*Written request*
Identify each line of the listing that contains the string "surface" and copy those lines. Case counts.

*Material for the task*

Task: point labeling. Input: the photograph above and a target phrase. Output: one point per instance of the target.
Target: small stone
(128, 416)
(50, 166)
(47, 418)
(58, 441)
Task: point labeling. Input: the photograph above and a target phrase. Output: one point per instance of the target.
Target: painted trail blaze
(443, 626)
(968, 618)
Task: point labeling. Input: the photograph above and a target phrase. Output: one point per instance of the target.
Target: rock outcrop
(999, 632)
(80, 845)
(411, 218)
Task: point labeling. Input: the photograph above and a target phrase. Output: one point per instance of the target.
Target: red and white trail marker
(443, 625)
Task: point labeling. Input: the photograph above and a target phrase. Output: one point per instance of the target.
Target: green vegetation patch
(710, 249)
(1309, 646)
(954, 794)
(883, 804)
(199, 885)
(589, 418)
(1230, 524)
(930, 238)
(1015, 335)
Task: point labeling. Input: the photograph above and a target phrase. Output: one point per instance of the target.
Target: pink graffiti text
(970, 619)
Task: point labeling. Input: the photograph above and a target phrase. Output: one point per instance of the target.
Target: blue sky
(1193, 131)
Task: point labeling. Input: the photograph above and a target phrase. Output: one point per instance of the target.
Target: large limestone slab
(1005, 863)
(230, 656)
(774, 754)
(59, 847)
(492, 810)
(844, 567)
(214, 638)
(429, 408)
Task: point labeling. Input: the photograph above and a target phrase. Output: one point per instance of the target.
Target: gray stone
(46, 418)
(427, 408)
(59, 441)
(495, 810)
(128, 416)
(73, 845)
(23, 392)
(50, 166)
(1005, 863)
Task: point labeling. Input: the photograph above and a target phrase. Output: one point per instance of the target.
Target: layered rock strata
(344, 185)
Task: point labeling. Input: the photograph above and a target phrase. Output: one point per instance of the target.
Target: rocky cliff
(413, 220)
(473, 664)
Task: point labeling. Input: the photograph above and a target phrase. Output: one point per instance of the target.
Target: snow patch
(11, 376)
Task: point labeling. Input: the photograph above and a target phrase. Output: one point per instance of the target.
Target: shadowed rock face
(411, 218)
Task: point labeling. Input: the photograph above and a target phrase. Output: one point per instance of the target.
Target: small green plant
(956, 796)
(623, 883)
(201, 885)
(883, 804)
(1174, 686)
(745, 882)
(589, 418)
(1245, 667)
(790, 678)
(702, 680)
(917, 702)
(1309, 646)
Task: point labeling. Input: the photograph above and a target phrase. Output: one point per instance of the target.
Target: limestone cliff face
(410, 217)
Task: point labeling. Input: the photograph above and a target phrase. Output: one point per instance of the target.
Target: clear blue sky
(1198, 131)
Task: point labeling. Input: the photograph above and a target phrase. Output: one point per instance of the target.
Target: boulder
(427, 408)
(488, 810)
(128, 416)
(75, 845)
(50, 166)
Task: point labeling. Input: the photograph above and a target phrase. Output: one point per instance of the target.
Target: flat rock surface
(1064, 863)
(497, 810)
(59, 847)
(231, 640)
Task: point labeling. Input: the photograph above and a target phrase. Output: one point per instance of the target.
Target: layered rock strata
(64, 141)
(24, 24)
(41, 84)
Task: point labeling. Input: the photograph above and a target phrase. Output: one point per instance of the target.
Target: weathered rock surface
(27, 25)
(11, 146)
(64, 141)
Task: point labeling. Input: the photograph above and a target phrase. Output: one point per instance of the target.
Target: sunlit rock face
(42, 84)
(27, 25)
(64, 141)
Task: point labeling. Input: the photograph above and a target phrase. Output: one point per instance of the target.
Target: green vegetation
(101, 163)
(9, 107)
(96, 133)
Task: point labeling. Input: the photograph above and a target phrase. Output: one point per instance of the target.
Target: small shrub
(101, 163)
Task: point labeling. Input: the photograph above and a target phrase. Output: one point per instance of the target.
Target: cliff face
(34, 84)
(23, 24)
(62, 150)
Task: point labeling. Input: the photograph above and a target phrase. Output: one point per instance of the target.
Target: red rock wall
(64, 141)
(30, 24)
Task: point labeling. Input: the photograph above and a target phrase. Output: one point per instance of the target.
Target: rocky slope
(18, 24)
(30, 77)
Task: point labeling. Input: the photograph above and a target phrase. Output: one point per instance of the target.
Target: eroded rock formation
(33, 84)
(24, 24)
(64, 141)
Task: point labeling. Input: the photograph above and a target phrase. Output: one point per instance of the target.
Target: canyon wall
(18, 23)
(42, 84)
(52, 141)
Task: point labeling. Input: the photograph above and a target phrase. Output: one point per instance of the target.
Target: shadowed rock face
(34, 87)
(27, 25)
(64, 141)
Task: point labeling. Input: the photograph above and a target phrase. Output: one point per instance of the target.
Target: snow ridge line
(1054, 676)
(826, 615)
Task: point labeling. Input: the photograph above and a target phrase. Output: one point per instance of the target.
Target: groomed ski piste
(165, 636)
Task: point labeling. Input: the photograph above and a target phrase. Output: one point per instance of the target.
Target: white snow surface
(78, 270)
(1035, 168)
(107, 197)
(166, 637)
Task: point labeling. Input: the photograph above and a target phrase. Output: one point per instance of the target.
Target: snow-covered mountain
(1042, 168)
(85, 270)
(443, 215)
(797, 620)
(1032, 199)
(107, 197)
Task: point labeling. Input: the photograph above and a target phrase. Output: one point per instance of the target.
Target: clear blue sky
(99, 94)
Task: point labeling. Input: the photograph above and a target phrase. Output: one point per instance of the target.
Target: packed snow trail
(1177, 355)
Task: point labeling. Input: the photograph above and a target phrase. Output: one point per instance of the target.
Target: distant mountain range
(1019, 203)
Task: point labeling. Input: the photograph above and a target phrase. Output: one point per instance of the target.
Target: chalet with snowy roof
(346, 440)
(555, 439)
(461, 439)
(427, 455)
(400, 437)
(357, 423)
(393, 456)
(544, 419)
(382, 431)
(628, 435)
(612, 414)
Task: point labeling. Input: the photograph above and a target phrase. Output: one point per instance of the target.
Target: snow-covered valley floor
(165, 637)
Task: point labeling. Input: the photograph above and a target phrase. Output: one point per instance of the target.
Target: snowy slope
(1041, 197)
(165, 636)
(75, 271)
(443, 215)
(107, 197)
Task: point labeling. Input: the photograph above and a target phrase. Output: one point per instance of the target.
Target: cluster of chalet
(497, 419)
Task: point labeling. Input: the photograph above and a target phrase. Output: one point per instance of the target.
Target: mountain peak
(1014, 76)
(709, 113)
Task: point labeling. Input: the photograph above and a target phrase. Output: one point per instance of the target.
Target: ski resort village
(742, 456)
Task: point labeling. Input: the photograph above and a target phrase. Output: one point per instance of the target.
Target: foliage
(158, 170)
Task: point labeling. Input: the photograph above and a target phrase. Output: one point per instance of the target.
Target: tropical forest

*Exercise output*
Target: flat rock surface
Target: weathered rock surface
Target: white snow surface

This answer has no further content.